READING TEXT —
━━━━━━

BEIRUT: More than 19,000 people have been displaced in Lebanon amid an uptick in tensions between Israel and Hezbollah at the country’s southern border, figures released Monday by a United Nations agency showed.
“An increase in cross-border incidents” has resulted in the displacement of 19,646 people in Lebanon, “both within the south and elsewhere within the country”, said the International Organization for Migration.
“We expect the numbers to rise as the cross-border tensions continue” or if there is an escalation in violence, IOM spokesperson Mohammedali Abunajela told AFP in a statement.
Hamas militants stormed into Israel from the Gaza Strip on October 7, killing at least 1,400 people, mostly civilians, according to Israeli officials.
Israel’s retaliatory bombing campaign has killed more than 5,000 Palestinians, mainly civilians, according to the Hamas-run health ministry.
Iran-backed Shiite Muslim group Hezbollah has launched escalating attacks on Israel, raising fears the group intends to open a front from Lebanon in support of ally Hamas.

━━━━━━

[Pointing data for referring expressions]
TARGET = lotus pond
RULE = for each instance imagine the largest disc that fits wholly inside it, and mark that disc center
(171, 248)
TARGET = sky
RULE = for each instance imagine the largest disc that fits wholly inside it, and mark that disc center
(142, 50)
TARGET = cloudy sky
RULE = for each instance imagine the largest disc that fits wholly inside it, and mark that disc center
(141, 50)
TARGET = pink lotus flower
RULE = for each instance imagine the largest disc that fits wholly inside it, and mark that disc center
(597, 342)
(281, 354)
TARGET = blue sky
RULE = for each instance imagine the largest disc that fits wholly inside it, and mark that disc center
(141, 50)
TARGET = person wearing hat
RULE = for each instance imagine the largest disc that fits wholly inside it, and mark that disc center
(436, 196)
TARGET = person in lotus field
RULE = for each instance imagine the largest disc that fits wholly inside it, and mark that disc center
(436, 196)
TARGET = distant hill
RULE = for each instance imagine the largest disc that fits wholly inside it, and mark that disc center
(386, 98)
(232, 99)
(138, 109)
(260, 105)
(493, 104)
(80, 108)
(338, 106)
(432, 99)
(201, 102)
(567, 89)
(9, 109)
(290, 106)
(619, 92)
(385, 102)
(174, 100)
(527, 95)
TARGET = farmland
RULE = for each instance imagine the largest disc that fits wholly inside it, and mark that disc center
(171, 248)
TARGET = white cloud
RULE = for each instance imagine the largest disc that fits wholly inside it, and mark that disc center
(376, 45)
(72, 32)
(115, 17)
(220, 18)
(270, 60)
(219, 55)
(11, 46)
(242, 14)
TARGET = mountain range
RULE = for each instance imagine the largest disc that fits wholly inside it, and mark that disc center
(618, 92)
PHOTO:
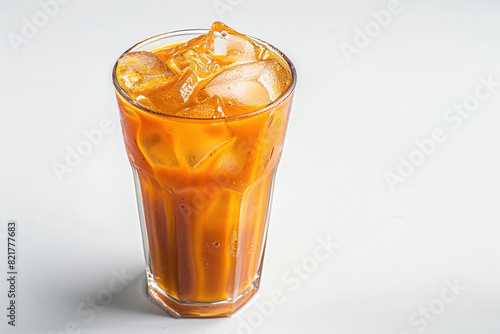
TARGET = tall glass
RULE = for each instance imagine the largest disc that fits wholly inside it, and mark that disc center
(204, 190)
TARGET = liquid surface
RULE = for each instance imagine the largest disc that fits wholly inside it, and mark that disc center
(223, 73)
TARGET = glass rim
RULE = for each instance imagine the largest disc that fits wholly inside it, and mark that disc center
(289, 91)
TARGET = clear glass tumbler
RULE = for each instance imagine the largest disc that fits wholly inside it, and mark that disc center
(204, 190)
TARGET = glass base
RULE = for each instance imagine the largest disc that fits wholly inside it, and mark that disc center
(179, 309)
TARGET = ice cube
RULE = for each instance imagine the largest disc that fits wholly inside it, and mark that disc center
(140, 72)
(253, 85)
(203, 64)
(197, 44)
(231, 47)
(199, 142)
(183, 89)
(158, 149)
(211, 108)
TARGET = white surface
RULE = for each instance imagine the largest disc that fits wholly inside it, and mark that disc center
(350, 123)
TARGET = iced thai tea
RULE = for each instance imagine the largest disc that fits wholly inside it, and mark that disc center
(204, 116)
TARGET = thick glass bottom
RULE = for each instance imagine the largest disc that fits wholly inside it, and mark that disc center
(179, 309)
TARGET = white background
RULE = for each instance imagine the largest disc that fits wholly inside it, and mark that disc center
(352, 119)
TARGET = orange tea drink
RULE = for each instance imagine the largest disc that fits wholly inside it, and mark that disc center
(204, 115)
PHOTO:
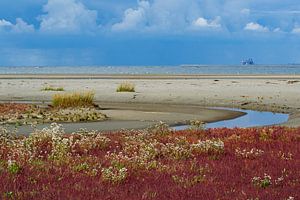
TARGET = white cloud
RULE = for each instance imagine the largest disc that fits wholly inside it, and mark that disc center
(159, 15)
(20, 27)
(256, 27)
(245, 11)
(4, 23)
(203, 23)
(65, 16)
(296, 30)
(277, 30)
(133, 17)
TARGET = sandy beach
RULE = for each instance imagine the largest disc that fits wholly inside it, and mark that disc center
(167, 98)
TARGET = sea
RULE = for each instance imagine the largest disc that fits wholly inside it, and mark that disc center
(159, 70)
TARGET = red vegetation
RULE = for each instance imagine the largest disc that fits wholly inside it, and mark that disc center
(227, 174)
(11, 108)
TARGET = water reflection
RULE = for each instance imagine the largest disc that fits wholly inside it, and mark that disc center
(251, 119)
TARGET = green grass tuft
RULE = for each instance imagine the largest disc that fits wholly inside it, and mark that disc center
(76, 99)
(126, 87)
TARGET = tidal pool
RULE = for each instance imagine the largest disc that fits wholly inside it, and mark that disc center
(251, 119)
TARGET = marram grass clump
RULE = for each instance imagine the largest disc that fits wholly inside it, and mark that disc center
(126, 87)
(76, 99)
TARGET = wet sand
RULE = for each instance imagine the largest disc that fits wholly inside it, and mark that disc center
(166, 97)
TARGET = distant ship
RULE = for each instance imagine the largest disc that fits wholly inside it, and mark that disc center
(248, 62)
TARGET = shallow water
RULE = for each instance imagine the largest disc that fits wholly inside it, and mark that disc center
(251, 119)
(184, 69)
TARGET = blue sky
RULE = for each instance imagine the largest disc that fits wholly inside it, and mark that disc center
(153, 32)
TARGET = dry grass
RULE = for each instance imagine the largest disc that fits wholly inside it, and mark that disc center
(50, 88)
(76, 99)
(126, 87)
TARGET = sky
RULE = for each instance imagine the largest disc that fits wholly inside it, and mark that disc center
(148, 32)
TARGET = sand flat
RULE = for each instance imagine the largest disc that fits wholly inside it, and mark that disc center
(278, 93)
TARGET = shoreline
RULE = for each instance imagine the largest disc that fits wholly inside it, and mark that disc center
(149, 76)
(275, 93)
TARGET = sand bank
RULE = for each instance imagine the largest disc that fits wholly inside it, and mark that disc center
(166, 94)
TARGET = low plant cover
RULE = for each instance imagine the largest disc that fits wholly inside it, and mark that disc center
(157, 163)
(75, 99)
(126, 87)
(21, 114)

━━━━━━

WHAT THE TASK ASKS — Transcribe the stretch of the Lebanon displacement report from "BEIRUT: More than" through "Organization for Migration.", word for word.

OUTPUT —
BEIRUT: More than 19,000 people have been displaced in Lebanon amid an uptick in tensions between Israel and Hezbollah at the country’s southern border, figures released Monday by a United Nations agency showed.
“An increase in cross-border incidents” has resulted in the displacement of 19,646 people in Lebanon, “both within the south and elsewhere within the country”, said the International Organization for Migration.